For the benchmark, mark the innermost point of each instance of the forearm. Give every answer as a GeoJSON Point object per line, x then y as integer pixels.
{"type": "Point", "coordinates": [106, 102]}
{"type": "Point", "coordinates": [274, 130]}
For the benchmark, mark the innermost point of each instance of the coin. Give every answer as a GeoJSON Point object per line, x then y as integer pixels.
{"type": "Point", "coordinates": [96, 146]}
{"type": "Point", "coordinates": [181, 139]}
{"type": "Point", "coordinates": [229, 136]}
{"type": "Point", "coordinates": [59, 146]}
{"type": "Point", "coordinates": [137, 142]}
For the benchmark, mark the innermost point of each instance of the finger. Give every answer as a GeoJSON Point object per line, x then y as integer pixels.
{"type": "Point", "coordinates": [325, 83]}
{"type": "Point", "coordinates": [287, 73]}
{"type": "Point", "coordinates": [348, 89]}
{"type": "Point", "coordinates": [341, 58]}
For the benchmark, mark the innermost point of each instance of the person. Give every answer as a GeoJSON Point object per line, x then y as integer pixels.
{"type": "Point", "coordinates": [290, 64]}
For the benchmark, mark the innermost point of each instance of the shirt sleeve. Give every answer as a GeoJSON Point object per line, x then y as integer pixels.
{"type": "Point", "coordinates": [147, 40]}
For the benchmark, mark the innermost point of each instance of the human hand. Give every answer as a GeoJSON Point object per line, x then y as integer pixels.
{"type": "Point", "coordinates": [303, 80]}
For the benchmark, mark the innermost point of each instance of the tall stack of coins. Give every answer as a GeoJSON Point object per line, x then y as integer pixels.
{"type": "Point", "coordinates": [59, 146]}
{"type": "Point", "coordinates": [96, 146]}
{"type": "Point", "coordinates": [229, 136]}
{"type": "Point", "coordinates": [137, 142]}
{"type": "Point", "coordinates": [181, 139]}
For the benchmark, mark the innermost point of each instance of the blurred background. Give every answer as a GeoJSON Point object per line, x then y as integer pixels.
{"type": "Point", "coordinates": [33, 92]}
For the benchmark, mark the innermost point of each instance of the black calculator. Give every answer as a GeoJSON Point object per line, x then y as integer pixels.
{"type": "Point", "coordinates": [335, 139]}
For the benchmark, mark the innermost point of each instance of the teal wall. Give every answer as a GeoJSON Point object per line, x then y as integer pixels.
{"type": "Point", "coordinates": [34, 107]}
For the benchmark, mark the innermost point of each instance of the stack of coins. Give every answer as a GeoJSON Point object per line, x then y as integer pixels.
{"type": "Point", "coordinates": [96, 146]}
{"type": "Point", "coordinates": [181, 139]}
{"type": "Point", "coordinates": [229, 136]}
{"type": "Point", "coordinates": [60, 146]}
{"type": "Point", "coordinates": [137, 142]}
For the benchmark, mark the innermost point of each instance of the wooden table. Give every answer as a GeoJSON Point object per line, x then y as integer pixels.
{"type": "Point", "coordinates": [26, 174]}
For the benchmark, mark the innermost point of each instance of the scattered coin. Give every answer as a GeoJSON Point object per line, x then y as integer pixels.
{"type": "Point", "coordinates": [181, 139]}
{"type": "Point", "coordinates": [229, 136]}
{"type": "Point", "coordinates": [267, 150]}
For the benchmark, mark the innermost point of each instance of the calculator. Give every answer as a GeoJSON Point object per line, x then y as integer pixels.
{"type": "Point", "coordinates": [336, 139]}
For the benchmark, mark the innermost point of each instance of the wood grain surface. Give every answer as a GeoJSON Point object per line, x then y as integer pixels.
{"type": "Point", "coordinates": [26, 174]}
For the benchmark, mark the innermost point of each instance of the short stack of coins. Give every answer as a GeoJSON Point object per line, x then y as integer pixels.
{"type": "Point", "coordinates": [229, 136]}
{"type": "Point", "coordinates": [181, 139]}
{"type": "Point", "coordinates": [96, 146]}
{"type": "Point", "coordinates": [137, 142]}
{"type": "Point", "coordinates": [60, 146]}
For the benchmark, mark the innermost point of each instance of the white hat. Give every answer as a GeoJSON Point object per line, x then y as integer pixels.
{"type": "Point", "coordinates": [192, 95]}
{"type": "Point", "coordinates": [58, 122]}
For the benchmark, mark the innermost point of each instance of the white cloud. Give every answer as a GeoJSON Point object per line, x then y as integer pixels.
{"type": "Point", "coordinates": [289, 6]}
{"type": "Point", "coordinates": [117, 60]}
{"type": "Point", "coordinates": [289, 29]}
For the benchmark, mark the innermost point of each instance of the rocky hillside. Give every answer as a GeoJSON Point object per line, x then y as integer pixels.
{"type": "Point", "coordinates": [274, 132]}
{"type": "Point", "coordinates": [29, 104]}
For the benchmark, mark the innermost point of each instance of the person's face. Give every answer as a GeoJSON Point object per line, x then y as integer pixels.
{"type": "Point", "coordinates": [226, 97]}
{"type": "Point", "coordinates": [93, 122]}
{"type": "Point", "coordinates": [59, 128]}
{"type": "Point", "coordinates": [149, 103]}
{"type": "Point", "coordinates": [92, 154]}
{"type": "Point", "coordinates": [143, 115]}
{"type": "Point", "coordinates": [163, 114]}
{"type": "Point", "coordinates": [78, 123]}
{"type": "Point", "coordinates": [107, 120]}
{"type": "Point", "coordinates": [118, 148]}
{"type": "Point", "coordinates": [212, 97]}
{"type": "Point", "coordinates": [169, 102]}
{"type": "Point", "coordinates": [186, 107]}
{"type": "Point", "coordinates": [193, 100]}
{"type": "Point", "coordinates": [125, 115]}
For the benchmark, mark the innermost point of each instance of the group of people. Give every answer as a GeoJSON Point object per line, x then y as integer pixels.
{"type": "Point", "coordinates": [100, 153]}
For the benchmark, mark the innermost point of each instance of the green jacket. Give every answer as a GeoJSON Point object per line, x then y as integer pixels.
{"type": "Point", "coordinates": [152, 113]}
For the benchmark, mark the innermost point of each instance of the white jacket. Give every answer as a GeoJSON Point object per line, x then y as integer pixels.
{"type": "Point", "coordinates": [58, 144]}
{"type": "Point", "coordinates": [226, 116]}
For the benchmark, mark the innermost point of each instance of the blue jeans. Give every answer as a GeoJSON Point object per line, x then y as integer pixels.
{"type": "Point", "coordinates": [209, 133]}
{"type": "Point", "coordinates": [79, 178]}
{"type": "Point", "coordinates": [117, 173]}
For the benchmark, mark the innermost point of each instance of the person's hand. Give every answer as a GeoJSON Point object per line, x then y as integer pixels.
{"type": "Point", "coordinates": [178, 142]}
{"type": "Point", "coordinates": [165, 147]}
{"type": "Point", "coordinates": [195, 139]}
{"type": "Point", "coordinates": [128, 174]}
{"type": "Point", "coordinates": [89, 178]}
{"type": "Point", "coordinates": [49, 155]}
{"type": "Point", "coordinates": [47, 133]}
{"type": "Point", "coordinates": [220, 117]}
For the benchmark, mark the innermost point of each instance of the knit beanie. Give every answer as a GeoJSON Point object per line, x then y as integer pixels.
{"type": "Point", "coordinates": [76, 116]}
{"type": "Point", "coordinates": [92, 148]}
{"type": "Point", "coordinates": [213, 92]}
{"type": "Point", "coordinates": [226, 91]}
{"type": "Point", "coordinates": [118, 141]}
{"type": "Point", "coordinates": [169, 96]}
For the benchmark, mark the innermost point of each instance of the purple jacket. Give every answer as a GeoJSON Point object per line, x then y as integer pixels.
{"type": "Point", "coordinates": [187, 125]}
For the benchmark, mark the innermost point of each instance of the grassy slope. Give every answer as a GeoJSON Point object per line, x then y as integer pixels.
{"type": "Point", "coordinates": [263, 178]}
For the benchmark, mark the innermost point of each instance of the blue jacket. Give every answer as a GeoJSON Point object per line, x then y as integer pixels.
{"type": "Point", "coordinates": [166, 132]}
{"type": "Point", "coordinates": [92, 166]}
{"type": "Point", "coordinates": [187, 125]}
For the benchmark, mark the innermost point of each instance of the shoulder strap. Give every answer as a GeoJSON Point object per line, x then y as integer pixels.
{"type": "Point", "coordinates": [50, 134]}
_ _ _ _ _ _ _
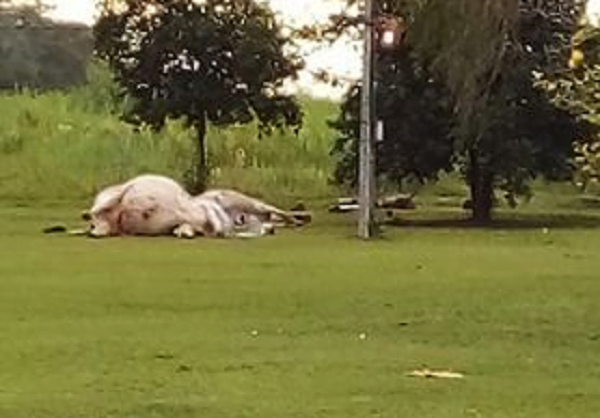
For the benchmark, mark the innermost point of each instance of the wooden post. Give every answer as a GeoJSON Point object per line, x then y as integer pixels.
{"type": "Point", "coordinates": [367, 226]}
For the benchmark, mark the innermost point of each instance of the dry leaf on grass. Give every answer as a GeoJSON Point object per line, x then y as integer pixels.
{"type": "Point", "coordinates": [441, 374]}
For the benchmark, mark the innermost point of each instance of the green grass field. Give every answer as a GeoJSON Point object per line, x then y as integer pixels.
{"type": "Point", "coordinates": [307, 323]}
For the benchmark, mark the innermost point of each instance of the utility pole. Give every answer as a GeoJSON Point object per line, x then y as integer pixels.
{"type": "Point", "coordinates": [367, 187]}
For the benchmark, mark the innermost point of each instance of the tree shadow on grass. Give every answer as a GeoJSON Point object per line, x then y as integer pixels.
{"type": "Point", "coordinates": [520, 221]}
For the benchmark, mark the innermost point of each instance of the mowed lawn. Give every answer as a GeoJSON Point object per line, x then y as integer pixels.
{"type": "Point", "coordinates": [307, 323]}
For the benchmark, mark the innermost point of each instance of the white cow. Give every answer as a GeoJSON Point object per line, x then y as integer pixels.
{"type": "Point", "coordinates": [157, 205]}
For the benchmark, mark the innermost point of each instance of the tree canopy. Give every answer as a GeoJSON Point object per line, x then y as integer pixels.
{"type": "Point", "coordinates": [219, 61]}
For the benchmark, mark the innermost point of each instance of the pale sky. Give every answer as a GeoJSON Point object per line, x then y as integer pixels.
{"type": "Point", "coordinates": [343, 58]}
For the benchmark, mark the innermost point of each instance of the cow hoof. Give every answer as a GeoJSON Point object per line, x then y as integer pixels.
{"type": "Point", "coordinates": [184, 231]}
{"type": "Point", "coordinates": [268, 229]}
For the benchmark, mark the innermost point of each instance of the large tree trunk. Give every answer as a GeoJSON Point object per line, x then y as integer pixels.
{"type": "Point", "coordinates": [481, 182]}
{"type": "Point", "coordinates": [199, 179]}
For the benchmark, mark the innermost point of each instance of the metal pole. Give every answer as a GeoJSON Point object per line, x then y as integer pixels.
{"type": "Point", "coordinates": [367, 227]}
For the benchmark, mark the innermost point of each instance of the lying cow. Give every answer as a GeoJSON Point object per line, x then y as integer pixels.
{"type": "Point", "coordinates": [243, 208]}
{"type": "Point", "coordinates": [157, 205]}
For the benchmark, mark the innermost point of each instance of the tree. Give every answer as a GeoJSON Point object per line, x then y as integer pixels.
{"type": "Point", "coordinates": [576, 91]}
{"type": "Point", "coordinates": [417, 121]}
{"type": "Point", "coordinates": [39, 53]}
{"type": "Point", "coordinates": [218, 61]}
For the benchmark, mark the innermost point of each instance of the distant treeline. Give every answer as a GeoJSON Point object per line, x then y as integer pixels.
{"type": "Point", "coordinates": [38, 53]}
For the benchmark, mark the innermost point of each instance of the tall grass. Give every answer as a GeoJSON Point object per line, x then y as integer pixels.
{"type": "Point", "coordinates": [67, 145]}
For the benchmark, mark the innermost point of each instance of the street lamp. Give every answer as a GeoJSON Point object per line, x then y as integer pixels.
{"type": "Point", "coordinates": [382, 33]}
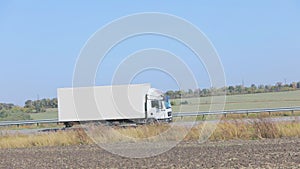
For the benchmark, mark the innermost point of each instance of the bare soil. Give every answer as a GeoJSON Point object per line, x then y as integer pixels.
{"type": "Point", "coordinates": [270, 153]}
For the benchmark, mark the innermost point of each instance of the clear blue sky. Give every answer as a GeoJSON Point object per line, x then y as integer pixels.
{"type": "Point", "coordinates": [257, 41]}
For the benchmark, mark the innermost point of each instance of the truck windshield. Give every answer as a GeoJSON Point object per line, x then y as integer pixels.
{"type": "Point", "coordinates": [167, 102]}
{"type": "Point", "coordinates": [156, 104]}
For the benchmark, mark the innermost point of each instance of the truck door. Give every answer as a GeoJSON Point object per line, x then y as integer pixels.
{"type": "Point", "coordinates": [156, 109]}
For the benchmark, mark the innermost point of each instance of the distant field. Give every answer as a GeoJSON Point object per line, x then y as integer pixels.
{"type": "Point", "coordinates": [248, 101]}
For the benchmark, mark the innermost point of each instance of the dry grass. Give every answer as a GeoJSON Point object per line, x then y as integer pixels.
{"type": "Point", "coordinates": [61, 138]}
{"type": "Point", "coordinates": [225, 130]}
_ _ _ _ _ _ _
WHAT THIS TASK INVOLVES
Collect every line of the data above that contains the string "person", matching case exactly, and copy each one unchanged.

RESULT OF THE EXERCISE
For the benchmark, mark the innermost point of each instance of the person. Give every answer as a GeoJSON Point object per line, x then y as integer pixels.
For the benchmark, mark the innermost point of each instance of the person's face. Give every answer as a GeoJSON Point object per line, x then y as integer pixels.
For the benchmark, mark the innermost point of each instance of the person's hand. Give every answer as a GeoJSON Point object per line, x then y as integer pixels.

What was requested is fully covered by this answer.